The design is built around standard off the shelf parts – no special matched transistors are called for, or temperature compensated or precision resistors, or fancy transconductive op-amps from limited and deceased runs. And what’s more, the great simplicity and practical efficiency of the circuit in no way hinders it from producing some of the richest and most interesting tambers I’ve ever heard out of a VCF. This is I believe due in part to the influence on the Q or feedback of the circuit by the frequency control. That paired with a general unwieldy tendency to snap into oscillation makes it pretty grungy and slightly unpredictable – it’s almost instrument unto itself.
The Steiner filter is a perfect fit for my bigger over-arching project outlined here, which calls for simple designs using a minimum of components that are redly available off the shelf, and that highlight and carefully cultivate nonlinearities and manifold interactions, producing richer more interesting sounds, rather than compensating for and attenuating them into submission producing an auditory expression of perfected boring domestic sterility. But I digress…
I was especially interested in the concept circuit in the first part of the paper, because it is even simpler than the full fledged voltage controlled circuit. I fleshed it out in a circuit simulator to see how it worked, and it worked great. Here it is with a sawtooth signal going into the low-pass input. Note the ringing caused by a high Q.
And here it is with the sawtooth signal going into the high-pass input.
And here it is in oscillation with the Q set just at the point before it would start clipping as the signal maxed out at VCC.

★ ★ ★ ★ ★ ★ ★

→ YOUR ASSIGNMENT
In the Steiner filter write-up above, why was the author especially interested in the concept circuit from the first part of the paper?

★ ★ ★ ★ ★ ★ ★

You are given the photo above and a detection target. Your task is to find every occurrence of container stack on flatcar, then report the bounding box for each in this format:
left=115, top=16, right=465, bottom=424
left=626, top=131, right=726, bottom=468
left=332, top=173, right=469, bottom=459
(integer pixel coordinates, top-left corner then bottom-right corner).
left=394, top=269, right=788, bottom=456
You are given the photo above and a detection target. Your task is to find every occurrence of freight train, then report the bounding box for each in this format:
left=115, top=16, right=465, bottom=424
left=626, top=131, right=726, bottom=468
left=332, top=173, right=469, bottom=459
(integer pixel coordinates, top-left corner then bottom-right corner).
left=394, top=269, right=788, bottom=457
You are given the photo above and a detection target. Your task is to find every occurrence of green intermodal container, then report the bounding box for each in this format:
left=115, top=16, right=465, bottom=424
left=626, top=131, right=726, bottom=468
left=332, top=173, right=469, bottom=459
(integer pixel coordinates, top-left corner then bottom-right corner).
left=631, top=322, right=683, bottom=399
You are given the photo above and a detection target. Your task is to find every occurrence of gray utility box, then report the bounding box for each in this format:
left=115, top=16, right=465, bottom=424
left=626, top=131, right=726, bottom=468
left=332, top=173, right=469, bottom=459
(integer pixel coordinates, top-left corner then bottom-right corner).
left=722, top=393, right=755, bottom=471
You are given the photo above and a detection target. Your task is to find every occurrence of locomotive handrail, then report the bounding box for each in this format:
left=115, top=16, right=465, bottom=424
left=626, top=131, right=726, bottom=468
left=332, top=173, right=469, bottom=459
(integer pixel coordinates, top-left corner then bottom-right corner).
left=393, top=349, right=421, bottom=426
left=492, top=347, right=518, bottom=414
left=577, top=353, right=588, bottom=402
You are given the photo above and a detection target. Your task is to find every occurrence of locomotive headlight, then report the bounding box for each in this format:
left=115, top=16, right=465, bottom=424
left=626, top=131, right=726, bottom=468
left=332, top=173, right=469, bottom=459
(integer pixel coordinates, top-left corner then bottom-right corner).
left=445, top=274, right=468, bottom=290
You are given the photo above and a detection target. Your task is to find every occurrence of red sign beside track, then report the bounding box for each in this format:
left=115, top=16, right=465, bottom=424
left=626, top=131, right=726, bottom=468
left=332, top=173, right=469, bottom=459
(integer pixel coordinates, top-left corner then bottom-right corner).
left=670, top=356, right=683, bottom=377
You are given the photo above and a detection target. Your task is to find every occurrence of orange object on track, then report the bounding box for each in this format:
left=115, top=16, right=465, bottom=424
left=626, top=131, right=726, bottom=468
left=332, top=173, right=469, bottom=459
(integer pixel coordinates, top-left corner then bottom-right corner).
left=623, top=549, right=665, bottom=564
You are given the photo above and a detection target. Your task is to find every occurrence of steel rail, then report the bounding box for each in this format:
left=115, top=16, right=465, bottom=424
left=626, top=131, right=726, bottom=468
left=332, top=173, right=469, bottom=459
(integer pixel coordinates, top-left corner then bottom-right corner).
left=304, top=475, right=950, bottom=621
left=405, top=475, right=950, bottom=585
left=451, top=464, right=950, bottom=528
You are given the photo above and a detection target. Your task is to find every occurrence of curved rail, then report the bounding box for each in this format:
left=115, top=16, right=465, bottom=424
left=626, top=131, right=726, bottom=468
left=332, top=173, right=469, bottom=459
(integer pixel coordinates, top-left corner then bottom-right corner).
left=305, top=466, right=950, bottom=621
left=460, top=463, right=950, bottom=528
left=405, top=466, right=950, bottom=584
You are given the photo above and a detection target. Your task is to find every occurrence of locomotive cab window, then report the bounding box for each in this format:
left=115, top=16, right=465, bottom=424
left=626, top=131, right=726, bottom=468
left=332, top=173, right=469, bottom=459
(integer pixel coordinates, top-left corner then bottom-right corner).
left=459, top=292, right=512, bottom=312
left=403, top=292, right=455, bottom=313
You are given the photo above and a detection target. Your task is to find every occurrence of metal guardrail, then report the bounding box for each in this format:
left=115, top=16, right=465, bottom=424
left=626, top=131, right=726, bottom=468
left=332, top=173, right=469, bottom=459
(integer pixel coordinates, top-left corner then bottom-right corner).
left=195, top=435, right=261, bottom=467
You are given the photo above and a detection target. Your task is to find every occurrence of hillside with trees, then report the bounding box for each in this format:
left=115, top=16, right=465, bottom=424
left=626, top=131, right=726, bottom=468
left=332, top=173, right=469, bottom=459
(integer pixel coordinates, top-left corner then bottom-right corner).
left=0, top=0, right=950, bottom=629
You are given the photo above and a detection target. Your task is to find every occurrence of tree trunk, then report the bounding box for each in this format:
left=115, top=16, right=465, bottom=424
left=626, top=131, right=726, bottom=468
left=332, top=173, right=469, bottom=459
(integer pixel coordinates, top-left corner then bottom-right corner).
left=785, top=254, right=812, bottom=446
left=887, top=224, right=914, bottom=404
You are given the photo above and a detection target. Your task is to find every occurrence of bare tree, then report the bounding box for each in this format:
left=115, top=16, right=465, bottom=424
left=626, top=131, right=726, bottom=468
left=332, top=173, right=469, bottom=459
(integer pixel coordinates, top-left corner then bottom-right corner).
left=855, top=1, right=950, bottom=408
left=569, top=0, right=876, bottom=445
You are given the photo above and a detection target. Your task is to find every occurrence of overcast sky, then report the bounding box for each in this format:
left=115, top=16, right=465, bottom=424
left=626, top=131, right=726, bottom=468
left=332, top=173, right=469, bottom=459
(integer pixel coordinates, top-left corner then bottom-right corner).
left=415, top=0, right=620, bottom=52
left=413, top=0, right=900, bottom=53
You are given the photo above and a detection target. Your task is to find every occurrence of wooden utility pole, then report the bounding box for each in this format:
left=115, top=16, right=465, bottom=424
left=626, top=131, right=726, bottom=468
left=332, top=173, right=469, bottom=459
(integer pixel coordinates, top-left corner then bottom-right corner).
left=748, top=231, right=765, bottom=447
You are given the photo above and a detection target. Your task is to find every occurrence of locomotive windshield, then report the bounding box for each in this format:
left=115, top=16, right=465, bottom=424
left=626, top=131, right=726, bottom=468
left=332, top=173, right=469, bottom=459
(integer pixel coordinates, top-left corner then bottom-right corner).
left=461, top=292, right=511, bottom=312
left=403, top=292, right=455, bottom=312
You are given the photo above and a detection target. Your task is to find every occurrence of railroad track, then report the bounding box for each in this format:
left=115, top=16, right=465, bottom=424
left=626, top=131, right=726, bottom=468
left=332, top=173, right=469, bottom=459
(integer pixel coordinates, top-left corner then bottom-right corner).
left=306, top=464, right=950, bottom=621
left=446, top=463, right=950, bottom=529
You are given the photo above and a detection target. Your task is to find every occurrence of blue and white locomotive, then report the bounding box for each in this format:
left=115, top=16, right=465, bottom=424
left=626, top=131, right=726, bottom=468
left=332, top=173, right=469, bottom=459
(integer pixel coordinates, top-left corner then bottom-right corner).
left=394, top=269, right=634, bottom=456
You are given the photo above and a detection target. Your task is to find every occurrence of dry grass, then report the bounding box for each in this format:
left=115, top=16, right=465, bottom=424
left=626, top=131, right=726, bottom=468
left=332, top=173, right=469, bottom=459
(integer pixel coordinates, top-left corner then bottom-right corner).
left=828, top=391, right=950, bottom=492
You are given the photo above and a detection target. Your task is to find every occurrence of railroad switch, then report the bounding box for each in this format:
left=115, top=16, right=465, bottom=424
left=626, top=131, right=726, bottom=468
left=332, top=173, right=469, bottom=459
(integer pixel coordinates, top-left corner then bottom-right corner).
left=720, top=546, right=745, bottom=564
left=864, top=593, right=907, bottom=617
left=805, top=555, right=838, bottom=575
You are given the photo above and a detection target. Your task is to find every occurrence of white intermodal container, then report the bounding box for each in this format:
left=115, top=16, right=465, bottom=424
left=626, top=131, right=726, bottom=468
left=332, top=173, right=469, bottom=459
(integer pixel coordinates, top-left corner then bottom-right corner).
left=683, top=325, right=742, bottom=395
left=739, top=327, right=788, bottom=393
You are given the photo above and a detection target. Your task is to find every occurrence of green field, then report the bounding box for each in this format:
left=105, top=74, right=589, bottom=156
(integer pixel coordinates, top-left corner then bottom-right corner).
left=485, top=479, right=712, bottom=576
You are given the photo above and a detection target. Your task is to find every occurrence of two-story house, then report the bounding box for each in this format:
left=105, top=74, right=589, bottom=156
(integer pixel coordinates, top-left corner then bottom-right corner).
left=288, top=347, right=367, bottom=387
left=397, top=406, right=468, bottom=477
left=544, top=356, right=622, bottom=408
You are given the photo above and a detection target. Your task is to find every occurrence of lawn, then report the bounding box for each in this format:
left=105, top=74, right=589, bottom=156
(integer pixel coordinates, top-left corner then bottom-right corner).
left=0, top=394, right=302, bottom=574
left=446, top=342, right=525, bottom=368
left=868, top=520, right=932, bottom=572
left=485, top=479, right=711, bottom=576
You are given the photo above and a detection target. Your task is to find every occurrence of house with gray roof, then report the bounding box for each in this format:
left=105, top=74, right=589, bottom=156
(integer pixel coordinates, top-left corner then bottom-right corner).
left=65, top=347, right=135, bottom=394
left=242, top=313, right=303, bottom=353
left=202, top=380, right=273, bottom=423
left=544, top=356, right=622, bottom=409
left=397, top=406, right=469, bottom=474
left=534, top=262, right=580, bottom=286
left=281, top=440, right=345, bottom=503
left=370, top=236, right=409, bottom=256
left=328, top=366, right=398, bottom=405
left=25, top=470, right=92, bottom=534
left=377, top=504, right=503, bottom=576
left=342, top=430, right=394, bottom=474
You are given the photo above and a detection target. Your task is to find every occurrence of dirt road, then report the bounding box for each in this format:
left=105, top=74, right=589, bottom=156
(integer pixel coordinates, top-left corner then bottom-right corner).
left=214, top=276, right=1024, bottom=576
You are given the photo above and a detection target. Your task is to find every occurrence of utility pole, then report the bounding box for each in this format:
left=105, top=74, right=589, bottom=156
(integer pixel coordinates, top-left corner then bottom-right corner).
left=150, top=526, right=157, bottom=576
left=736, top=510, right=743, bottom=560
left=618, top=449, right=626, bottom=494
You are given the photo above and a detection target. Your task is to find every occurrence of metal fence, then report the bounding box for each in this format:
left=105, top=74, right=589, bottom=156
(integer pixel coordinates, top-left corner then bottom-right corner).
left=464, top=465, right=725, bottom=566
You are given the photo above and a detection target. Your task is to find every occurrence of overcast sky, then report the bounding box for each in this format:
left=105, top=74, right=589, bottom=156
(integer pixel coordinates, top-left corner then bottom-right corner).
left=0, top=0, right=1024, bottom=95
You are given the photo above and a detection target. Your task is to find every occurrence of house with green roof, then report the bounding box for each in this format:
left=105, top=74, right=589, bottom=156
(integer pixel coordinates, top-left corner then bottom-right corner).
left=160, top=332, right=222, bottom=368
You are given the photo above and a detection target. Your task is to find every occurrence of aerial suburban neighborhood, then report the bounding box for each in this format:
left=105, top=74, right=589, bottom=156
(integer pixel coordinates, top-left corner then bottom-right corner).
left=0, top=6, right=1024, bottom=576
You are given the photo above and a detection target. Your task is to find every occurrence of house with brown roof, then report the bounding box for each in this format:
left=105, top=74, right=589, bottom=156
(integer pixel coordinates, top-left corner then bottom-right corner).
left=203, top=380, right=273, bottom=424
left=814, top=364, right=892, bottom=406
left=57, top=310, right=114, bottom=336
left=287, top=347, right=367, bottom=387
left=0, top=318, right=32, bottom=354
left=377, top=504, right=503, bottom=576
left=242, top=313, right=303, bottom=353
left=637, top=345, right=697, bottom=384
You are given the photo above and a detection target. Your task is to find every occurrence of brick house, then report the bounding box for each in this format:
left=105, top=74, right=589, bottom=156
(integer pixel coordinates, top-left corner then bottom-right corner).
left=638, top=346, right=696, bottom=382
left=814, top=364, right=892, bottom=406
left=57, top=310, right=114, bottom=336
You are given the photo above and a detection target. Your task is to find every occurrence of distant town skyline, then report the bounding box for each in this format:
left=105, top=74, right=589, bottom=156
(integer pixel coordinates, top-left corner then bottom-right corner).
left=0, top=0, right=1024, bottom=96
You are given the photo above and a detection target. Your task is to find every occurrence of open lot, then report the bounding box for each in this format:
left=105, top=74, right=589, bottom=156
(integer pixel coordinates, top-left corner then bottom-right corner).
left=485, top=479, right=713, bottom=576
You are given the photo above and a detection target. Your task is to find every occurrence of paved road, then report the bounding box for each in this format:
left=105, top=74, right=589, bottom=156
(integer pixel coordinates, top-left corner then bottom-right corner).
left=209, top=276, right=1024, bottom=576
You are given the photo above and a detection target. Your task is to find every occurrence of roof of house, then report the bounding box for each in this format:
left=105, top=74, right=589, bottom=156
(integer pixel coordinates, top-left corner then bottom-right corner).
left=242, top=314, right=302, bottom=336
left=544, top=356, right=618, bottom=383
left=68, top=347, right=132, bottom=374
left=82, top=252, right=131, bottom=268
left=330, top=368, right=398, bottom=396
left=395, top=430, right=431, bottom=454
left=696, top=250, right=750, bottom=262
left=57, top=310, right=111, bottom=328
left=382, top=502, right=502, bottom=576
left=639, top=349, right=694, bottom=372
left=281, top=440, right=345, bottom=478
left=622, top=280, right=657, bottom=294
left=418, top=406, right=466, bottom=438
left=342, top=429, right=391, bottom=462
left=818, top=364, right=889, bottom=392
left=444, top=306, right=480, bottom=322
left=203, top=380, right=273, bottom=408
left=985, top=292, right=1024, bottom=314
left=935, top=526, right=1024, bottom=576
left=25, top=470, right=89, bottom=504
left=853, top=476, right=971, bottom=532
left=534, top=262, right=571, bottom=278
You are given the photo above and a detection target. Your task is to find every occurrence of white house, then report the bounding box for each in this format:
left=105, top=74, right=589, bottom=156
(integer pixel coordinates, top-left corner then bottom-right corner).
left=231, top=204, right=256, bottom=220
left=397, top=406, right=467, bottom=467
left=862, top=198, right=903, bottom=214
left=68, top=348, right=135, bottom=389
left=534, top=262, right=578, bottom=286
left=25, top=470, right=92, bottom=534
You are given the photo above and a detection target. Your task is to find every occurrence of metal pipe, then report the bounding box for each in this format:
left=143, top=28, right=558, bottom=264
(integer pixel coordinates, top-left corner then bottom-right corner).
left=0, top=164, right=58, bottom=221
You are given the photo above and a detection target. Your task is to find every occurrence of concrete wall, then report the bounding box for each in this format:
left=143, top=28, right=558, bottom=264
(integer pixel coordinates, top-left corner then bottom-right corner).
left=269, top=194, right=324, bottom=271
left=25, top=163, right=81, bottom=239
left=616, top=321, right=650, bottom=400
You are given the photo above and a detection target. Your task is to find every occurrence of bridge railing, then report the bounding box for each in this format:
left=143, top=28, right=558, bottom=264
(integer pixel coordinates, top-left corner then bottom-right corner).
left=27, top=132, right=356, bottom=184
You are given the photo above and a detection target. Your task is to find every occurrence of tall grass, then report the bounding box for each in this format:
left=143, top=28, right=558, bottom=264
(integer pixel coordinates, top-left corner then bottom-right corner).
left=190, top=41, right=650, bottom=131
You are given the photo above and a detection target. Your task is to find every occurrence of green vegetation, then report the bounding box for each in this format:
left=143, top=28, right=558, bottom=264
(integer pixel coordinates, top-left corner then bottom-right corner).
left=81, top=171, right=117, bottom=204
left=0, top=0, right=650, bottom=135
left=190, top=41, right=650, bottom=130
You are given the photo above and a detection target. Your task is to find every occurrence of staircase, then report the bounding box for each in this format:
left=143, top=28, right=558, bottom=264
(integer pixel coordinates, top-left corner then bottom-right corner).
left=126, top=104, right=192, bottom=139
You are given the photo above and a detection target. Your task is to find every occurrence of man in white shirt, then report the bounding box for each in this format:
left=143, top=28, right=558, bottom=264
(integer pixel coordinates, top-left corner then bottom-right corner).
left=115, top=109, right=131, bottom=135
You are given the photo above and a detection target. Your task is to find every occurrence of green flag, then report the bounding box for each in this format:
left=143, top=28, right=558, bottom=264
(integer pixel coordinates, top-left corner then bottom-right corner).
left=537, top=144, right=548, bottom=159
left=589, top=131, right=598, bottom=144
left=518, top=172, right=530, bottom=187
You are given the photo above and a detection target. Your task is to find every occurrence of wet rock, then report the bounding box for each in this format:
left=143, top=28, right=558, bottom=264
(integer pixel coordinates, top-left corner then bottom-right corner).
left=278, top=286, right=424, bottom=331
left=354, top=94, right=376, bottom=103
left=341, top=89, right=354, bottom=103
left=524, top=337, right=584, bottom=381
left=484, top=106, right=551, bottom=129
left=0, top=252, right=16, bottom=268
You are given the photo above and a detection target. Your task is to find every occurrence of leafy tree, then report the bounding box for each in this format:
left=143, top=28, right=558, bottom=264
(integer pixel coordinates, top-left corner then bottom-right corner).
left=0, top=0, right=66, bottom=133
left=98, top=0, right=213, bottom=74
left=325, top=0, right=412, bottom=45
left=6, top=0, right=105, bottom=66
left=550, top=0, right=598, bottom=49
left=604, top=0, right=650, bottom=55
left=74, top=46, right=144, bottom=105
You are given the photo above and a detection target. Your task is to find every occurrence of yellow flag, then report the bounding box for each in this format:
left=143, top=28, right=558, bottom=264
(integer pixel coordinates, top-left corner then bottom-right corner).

★ ★ ★ ★ ★ ★ ★

→ EXERCISE OUTPUT
It is even simpler than the full-fledged voltage controlled circuit.